Brief :: Convert every line of the records below into a JSON list of strings, one string per line, with blank lines omitted.

Material for the task ::
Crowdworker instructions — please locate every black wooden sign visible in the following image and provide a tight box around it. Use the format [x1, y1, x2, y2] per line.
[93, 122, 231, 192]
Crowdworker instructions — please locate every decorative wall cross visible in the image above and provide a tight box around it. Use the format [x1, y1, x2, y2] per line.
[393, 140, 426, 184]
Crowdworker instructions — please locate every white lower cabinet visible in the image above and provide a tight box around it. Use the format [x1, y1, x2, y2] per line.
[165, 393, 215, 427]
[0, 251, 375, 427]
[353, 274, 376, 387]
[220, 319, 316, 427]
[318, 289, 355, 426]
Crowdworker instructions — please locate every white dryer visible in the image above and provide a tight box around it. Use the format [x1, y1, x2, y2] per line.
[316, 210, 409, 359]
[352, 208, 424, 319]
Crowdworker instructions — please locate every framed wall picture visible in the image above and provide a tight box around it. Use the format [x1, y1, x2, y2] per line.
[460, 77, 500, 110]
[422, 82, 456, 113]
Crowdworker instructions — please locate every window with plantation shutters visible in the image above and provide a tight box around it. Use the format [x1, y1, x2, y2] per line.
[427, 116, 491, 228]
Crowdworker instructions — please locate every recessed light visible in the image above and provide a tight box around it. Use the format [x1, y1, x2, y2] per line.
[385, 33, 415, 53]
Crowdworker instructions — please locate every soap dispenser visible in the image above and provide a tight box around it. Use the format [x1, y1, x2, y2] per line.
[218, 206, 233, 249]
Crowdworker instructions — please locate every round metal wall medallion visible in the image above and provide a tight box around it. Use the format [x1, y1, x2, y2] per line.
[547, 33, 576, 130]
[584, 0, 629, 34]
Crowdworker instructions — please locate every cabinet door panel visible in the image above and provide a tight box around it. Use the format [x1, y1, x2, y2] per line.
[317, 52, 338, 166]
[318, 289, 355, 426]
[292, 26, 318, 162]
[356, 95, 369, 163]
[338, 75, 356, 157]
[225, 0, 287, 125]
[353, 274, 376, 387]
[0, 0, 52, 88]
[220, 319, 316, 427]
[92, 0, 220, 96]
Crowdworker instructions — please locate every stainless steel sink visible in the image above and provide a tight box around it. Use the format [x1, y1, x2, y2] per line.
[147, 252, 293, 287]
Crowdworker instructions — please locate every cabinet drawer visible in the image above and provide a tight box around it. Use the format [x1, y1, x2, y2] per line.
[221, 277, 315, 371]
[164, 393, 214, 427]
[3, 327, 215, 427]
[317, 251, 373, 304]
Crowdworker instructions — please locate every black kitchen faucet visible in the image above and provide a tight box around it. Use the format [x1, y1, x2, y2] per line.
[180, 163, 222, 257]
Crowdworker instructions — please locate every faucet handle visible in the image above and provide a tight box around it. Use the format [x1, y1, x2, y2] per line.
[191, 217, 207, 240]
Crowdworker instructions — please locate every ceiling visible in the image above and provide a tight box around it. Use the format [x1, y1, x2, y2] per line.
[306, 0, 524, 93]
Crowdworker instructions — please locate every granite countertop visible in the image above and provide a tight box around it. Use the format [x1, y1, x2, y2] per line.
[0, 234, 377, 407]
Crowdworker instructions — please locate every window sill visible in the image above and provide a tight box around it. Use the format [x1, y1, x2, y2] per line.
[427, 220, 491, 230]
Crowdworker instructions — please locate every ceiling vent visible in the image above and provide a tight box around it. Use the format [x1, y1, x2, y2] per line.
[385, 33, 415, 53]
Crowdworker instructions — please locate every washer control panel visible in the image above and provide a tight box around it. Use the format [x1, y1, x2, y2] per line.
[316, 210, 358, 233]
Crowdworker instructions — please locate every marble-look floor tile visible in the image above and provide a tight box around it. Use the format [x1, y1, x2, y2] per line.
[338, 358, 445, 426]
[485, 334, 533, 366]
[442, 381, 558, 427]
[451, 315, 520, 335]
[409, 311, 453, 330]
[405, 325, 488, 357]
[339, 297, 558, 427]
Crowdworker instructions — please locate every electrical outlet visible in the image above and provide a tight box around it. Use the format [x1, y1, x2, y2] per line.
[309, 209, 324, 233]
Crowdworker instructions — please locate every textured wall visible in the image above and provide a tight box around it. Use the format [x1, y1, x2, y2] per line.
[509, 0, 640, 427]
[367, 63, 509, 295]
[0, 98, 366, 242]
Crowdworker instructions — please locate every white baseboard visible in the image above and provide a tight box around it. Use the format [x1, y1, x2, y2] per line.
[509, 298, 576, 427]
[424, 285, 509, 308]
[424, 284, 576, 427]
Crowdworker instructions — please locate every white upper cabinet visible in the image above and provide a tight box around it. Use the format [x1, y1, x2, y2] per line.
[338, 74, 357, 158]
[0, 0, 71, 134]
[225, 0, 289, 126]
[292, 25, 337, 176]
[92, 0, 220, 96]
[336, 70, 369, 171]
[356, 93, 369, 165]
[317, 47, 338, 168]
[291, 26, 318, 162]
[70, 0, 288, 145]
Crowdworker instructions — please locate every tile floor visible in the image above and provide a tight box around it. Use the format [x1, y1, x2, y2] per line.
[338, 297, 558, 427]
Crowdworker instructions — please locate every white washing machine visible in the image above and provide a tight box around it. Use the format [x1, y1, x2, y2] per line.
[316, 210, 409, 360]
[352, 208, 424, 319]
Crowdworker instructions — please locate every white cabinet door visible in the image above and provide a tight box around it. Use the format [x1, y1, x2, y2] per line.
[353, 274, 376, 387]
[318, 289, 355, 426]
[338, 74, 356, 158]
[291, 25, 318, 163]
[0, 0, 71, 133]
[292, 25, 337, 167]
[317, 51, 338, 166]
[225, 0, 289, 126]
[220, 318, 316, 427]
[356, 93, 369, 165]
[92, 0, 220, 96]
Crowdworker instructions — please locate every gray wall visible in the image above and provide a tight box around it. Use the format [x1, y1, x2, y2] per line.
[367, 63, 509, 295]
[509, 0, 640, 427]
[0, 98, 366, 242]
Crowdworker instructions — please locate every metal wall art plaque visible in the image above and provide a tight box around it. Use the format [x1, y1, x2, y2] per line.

Answer to this problem ::
[
  "Crowdworker instructions — please locate every black wooden sign visible in the following image and provide a tight box around it. Use the format [x1, y1, x2, y2] per line.",
  "[93, 122, 231, 192]",
  "Crowdworker instructions — please locate every decorative wall cross visible in the image above and provide a tight box around it. Use the format [x1, y1, x2, y2] per line.",
  "[393, 140, 426, 184]",
  "Crowdworker instructions — please locate every white lower cabinet visible in the image above and provide a tight box around it. Use the format [x1, y1, x2, y2] per line.",
  "[165, 393, 215, 427]",
  "[0, 251, 375, 427]",
  "[353, 274, 376, 387]",
  "[220, 319, 316, 427]",
  "[318, 289, 355, 426]",
  "Crowdworker instructions — please locate every white dryer visible in the image above and provide a tight box around it. Use the format [x1, y1, x2, y2] per line.",
  "[316, 210, 409, 359]",
  "[352, 208, 424, 319]",
  "Crowdworker instructions — please locate every framed wall picture visible in the image above and provide a tight box around it. Use the format [x1, y1, x2, y2] per line.",
  "[460, 77, 500, 110]",
  "[422, 82, 456, 113]",
  "Crowdworker instructions — please locate every window with plantation shutters visible in the image above and provide a tight box around it. Use the format [x1, y1, x2, y2] per line.",
  "[427, 116, 491, 228]",
  "Crowdworker instructions — please locate every recessed light visible in the image above and provide a tight box around it. Use the format [x1, y1, x2, y2] per line.",
  "[385, 33, 415, 53]",
  "Crowdworker instructions — please locate every soap dispenser visible in the image above and provide a tight box around it. Use the format [x1, y1, x2, y2] per line.",
  "[218, 206, 233, 249]",
  "Crowdworker instructions — please locate every round metal wall medallion visible in the image above and provide a tight box around it. Use the format [x1, y1, x2, y2] per line.",
  "[547, 33, 576, 130]",
  "[584, 0, 629, 34]",
  "Crowdworker instructions — please locate every cabinet door panel visible in the image above and provide a tight box around it. Use the format [x1, y1, x2, y2] per line.",
  "[317, 52, 338, 166]",
  "[318, 289, 355, 426]",
  "[292, 26, 318, 162]",
  "[356, 95, 369, 163]",
  "[338, 75, 356, 157]",
  "[225, 0, 287, 125]",
  "[353, 274, 376, 387]",
  "[0, 0, 52, 88]",
  "[220, 319, 316, 427]",
  "[92, 0, 220, 96]",
  "Crowdworker instructions — please locate every stainless steel sink visible in the image above and provide a tight box around it. Use the format [x1, y1, x2, y2] per line.",
  "[147, 252, 293, 287]",
  "Crowdworker instructions — please locate every cabinet drawer visible in the image above and provide a tight box around it. Use the format [x1, y1, x2, y2] per line.",
  "[221, 277, 315, 371]",
  "[164, 393, 214, 427]",
  "[3, 327, 215, 427]",
  "[317, 251, 373, 304]",
  "Crowdworker instructions — please locate every black kitchen faucet visible in the image above and provide a tight box around it. Use the format [x1, y1, x2, y2] per line.",
  "[180, 163, 222, 257]",
  "Crowdworker instructions — please locate every faucet handle visible in the image above and provide a tight box around it. Use the format [x1, y1, x2, y2] per line.",
  "[191, 217, 207, 240]",
  "Crowdworker instructions — please locate every ceiling visible in the image above and provide a tight box around it. Use the format [x1, y1, x2, y2] per line.",
  "[306, 0, 524, 93]",
  "Crowdworker instructions — please locate every granite countertop visible in the image above and provide a tight box around it. Use the format [x1, y1, x2, y2] per line.",
  "[0, 234, 377, 407]",
  "Crowdworker instructions — please locate every window sill visible in the image above and provide a tight box around it. Use the format [x1, y1, x2, y2] per line.",
  "[427, 220, 491, 230]",
  "Crowdworker instructions — please locate every ceiling vent visible in the image above and provide a tight box around it. Use the format [x1, y1, x2, y2] per line.",
  "[385, 33, 415, 53]",
  "Crowdworker instructions — please locate every washer control panel visible in the image above and provide a tight box around it. Use the format [x1, y1, x2, y2] per line.",
  "[316, 210, 358, 233]",
  "Crowdworker instructions — please locate every marble-look floor tile visible in the image above and provide a tight box around it. Use the format [x1, y1, x2, y2] per line.",
  "[338, 358, 445, 426]",
  "[485, 334, 533, 366]",
  "[442, 381, 558, 427]",
  "[451, 315, 520, 335]",
  "[409, 311, 453, 330]",
  "[405, 325, 488, 357]",
  "[339, 297, 558, 427]",
  "Crowdworker instructions — please locate every electrical outlet visible in the image above and provide a tight box around it. Use the format [x1, y1, x2, y2] per line.",
  "[309, 209, 324, 233]",
  "Crowdworker instructions — please locate every textured wall visible in the image above and provide a tight box around it. Use the format [x1, y1, x2, y2] per line.",
  "[509, 0, 640, 427]",
  "[367, 63, 509, 295]",
  "[0, 98, 366, 242]",
  "Crowdworker instructions — please locate every white baseboard visible in the image above and provide a tight box around it. Use the format [x1, y1, x2, y2] per line.",
  "[509, 298, 576, 427]",
  "[424, 285, 509, 308]",
  "[424, 284, 576, 427]",
  "Crowdworker instructions — please locate every white upper cabinet visible in the image above and provide a tight box around it. Use the format [x1, y1, x2, y2] per line.",
  "[338, 74, 357, 158]",
  "[0, 0, 71, 134]",
  "[225, 0, 289, 126]",
  "[292, 25, 337, 176]",
  "[92, 0, 220, 96]",
  "[336, 70, 369, 171]",
  "[356, 93, 369, 165]",
  "[317, 47, 338, 168]",
  "[291, 26, 318, 162]",
  "[70, 0, 288, 145]",
  "Crowdworker instructions — please locate every tile floor visible in the image above and provide a tight box around it. Use the format [x1, y1, x2, y2] per line.",
  "[338, 297, 558, 427]",
  "Crowdworker instructions — please locate every white washing machine visible in the image above and provide a tight box around it. Use the format [x1, y1, x2, y2] per line.",
  "[316, 210, 409, 360]",
  "[352, 208, 424, 319]",
  "Crowdworker instructions — please locate every white cabinet door visible in the image above and provide a tight box around it. Use the format [x1, y1, x2, y2] per line.",
  "[353, 274, 376, 387]",
  "[318, 289, 355, 426]",
  "[338, 74, 356, 158]",
  "[291, 25, 318, 163]",
  "[0, 0, 71, 133]",
  "[292, 25, 337, 167]",
  "[317, 51, 338, 166]",
  "[225, 0, 289, 126]",
  "[220, 318, 316, 427]",
  "[356, 93, 369, 165]",
  "[92, 0, 220, 96]",
  "Crowdworker instructions — please locate every gray wall visible in the image above and provide a tight box around it. Use the format [x1, y1, x2, y2] per line.",
  "[367, 63, 509, 295]",
  "[509, 0, 640, 427]",
  "[0, 98, 366, 242]",
  "Crowdworker instructions — please locate every metal wall art plaque visible in the image above and provide a tight box around it. Use the format [x1, y1, x2, y2] per line."
]